## [TEXT TO READ]
* begin *

Google/Deepmind/Silver and Huang’s new Go-playing program

There’s some buzz around recent improvements in Go-playing programs. Google made a program that is pretty good against human opponents but it uses 170GPUs and 1200CPUs!

paper: Mastering the Game of Go with Deep Neural Networks and Tree Search by David Silver, Aja Huang, Chris J. Maddison, Arthur Guez, Laurent Sifre, George van deniessche, Julian Schrittwieser, Ioannis Antonoglou, Veda Panneershelvam, Marc Lanctot,nder Dieleman, Dominik Grewe, John Nham, Nal Kalchbrenner, Ilya Sutskever, Timothy Lillicrap, Madeleine Leach, Koray Kavukcuoglu, Thore Graepel, Demis Hassabis

summary: they create a convolutional neural network with 13 layers to select moves (given a game position, it outputs a probability distribution over all legal moves, trying to assign higher probabilities to better moves). They train the network on databases of expert matches, save a copy of the trained network as ‘SL’ then train it further by playing it against randomly selected previous iterations of itself. Then they use the history of the move-selecting network playing against itself to generate a new training set consisting of 30 million game positions and the outcome of that game, with each of the 30 million positions coming from a separate game. They use this training set to train a new convolutional neural network (with 13 layers again, i think) to appraise the value of a board position (given a board position, it outputs a single scalar that attempt to predict the game outcome of that board position).

They also train ANOTHER move-predicting classifier called the ‘fast rollout’ policy; the reason for another one is that the fast rollout policy is supposed to be very fast to run, unlike the neural nets. The fast rollout policy is a linear softmax of small pattern features (move matches one or more response features, Move saves stone(s) from capture, Move is 8-connected to previous move, Move matches nakade patterns at captured stone, Move matches 12-point diamond pattern near previous move, move matches 3×3 pattern around candidate move). When a feature is “move matches some pattern”, i don’t understand if they mean that “match any pattern” is the feature, or if each possible pattern is its own feature; i suspect the latter, even though that’s a zillion features to compute. The feature weights of the fast rollout classifier are trained on a database of expert games.

Now they will use three of those classifiers, the ‘SL’ neural network (the saved network that tried to learn which move an expert would have made, before further training against itself), and the board-position-value-predicting network, plus the ‘rollout’ policy.

The next part, the Monte Carlo Tree Search combined with the neural networks, is kinda complicated and i don’t fully understand it, so the following is likely to be wrong. The idea of Monte Carlo Tree Search is to estimate the value of a board position by simulating all or part of game in which both players in the simulation are running as their policy a classifier without lookahead (eg within the simulation, neither player does any lookahead at each step); this simulation is (eventually) done many times and the results are averaged together. This simulation is called ‘rollout’. Each time the Monte Carlo simulation is done, the policy is updated. In this application, the ‘fast rollout’ is used in some parts of this simulation, but not all, because the ‘fast rollout’ policy is fixed after training, but the idea of Monte Carlo Tree Search is that the policy used is updated after each simulation.

In order to take one turn in the real game, the program does zillions of iterations; in each iteration, it simulates a game-within-a-game:

It simulates a game where the players use the current policy, which is represented as a tree of game states whose root is the current actual game state, whose edges are potential moves, and whose nodes or edges are labeled with the current policy’s estimated values for game states (plus a factor encouraging exploration of unexplored or underexplored board states).

* end *

Point-based annotation data
* begin *

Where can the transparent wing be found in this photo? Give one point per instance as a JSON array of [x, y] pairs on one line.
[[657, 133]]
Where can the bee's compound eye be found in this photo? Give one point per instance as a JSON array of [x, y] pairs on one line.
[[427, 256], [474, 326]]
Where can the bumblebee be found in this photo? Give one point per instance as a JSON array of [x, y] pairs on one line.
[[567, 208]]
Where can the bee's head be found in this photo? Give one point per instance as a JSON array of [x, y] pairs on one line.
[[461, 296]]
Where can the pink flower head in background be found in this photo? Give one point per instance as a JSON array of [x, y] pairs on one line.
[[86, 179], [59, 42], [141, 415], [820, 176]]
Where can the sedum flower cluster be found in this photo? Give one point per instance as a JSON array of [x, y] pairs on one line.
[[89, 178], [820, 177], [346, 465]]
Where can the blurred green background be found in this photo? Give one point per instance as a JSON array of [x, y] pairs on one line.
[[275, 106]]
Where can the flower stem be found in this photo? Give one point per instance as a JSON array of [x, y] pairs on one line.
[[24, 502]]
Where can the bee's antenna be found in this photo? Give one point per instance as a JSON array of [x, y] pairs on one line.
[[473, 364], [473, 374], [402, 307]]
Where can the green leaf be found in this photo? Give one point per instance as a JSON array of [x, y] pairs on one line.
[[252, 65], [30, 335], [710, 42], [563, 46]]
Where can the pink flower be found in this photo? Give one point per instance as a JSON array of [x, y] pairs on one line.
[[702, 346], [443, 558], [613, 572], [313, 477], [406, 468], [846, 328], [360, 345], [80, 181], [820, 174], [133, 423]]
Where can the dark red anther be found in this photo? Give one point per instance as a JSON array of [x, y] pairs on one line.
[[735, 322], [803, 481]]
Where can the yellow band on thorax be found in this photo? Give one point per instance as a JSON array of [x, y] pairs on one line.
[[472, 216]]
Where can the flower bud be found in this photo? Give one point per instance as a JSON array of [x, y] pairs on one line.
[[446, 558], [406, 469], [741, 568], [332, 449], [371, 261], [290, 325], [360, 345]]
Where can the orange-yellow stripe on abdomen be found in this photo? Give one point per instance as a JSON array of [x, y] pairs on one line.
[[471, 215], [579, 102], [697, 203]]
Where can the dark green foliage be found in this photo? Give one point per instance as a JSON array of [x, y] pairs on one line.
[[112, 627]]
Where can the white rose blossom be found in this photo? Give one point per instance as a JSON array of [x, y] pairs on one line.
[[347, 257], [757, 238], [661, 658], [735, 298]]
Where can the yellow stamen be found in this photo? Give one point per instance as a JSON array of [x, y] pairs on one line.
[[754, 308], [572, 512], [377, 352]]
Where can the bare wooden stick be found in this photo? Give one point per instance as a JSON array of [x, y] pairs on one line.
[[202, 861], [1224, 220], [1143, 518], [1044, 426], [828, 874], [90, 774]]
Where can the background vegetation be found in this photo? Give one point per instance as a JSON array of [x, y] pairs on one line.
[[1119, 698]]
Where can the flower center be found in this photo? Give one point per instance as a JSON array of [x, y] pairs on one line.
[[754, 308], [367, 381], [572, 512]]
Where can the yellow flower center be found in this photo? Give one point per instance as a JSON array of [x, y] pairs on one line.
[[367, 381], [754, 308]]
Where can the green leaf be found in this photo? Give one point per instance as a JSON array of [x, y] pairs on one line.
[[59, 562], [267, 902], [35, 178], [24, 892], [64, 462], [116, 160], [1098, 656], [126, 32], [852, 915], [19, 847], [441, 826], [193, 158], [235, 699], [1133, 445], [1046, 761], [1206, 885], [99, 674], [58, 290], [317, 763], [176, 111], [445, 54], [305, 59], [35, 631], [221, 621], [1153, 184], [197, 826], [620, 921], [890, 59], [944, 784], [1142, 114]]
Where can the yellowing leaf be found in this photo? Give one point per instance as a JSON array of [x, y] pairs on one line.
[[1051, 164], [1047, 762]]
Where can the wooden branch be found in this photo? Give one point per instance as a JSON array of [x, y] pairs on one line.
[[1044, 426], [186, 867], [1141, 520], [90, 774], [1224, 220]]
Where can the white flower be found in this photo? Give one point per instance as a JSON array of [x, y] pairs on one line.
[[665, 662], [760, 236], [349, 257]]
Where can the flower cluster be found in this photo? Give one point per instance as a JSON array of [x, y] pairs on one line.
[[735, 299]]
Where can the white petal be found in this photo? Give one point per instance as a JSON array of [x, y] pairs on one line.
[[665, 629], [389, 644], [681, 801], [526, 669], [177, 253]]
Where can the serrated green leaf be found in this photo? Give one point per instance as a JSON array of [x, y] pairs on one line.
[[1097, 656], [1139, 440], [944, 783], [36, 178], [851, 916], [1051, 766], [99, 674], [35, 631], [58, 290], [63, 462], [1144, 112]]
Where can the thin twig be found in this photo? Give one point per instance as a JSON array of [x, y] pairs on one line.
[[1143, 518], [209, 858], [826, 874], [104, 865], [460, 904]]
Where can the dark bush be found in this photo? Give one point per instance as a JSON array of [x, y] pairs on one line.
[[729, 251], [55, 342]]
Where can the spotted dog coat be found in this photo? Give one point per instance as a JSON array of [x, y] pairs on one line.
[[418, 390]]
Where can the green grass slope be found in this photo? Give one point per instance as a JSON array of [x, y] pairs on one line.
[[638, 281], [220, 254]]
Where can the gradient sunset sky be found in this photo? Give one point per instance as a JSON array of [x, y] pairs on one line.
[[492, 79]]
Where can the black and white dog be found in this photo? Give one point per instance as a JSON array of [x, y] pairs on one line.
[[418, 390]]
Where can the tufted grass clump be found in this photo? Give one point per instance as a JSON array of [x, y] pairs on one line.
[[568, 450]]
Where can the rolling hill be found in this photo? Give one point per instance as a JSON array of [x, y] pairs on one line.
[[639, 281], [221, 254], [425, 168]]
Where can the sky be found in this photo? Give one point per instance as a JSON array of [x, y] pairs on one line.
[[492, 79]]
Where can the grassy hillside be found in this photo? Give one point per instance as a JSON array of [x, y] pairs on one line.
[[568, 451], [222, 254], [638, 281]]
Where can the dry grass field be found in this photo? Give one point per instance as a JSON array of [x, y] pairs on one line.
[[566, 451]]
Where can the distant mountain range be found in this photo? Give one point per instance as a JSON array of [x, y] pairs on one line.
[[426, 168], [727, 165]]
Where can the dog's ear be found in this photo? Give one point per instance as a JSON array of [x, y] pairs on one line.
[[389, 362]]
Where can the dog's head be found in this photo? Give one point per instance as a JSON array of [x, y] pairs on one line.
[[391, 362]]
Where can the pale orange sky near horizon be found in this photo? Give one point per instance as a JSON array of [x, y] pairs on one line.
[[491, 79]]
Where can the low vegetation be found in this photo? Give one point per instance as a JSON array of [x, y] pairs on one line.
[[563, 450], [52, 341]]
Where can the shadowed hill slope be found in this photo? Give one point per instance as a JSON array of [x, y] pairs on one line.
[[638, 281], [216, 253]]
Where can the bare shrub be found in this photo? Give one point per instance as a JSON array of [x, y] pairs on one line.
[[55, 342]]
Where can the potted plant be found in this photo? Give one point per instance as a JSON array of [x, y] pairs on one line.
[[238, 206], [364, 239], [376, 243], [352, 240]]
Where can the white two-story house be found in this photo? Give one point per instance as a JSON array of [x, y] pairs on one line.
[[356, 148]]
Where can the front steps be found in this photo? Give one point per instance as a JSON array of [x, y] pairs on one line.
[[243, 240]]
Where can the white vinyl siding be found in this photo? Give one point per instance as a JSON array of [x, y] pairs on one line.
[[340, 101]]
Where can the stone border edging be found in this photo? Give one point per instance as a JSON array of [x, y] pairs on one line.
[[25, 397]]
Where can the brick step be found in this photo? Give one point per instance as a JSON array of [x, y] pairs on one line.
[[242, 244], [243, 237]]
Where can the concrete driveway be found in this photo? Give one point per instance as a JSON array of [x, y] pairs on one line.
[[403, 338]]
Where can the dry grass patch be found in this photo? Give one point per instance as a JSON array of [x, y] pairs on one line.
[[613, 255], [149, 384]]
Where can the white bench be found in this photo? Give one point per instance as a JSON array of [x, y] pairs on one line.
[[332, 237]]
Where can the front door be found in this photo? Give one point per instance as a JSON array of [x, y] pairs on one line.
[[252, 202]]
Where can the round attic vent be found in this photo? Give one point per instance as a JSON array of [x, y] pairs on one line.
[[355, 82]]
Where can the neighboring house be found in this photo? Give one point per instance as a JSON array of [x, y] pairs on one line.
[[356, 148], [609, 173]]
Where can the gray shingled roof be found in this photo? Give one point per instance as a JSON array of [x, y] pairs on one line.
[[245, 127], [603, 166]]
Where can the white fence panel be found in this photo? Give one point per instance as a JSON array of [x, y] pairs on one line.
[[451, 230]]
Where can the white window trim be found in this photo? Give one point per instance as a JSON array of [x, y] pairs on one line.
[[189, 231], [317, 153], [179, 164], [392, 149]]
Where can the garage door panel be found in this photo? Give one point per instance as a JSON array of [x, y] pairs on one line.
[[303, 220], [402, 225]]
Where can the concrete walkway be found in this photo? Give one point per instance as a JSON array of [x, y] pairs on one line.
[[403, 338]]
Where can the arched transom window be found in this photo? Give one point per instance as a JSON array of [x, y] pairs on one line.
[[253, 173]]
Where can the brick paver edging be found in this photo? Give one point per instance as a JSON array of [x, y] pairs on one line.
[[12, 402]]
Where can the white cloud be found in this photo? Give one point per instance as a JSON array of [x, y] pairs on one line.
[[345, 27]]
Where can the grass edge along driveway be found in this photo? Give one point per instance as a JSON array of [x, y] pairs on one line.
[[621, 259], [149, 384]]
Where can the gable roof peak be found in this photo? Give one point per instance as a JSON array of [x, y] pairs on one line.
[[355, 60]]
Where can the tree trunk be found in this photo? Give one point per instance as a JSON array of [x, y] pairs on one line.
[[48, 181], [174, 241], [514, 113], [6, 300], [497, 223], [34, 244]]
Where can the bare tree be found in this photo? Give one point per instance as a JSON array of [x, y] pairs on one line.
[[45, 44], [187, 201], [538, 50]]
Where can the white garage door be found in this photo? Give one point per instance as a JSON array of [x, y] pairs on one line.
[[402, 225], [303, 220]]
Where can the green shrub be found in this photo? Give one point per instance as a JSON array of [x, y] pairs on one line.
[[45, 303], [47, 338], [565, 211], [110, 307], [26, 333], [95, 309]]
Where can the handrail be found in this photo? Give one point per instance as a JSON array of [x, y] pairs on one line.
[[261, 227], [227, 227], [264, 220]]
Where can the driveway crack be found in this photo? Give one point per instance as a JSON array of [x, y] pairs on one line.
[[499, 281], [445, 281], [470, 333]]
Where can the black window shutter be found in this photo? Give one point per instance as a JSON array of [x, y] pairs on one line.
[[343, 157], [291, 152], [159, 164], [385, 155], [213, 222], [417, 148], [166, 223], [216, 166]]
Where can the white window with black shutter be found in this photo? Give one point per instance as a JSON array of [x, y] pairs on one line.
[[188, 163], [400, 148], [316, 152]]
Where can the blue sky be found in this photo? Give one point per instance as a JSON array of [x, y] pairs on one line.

* end *

## [COMPLETE THE FOLLOWING]
(1) In the post about the Go-playing program, how many layers does the move-selecting convolutional neural network have?
(2) Please explain why, according to the post about the Go-playing program, the "fast rollout" policy is used in only some parts of the Monte Carlo simulation.

## [THE ANSWERS]
(1) It has 13 layers.

(2) The fast rollout policy stays fixed once training is finished. Monte Carlo Tree Search, however, relies on updating the policy after each simulation, so the fixed policy can't cover the whole simulation.